=== WHAT NEEDS TO BE DONE ===
Rewrite the rows from the line containing "foliage in the image above." through the end of the rows, swapping "partially occluded" for "partly hidden" and keeping everything else the same.

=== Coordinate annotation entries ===
--------

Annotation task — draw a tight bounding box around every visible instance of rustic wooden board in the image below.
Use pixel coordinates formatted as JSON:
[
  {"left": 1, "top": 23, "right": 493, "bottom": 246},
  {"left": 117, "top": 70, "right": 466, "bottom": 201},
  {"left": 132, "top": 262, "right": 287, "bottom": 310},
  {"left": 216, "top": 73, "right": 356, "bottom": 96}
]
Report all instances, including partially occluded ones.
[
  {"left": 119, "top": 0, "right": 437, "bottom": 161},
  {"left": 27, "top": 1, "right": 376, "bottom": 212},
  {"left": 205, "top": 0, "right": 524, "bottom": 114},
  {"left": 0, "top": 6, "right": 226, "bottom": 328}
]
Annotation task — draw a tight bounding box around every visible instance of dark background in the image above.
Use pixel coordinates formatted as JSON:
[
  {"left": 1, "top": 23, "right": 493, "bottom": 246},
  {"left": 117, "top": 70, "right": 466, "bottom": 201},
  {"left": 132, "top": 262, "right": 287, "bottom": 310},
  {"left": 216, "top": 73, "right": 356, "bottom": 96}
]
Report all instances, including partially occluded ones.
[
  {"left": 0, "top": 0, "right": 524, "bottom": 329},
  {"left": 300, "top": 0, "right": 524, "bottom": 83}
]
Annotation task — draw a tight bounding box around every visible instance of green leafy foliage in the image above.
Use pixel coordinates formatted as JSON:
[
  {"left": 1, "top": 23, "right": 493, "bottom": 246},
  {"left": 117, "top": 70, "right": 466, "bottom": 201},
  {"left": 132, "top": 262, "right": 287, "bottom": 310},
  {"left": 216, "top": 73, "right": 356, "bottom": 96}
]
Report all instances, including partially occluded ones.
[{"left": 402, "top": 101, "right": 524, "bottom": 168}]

--------

=== RESULT ===
Annotation task — draw a tight bounding box around every visible instance of green leafy foliage in the image above.
Use pixel coordinates formatted as JSON:
[
  {"left": 1, "top": 23, "right": 493, "bottom": 246},
  {"left": 117, "top": 70, "right": 466, "bottom": 201},
  {"left": 132, "top": 262, "right": 287, "bottom": 310},
  {"left": 216, "top": 73, "right": 356, "bottom": 96}
]
Report all instances, including partly hidden ones.
[{"left": 402, "top": 101, "right": 524, "bottom": 168}]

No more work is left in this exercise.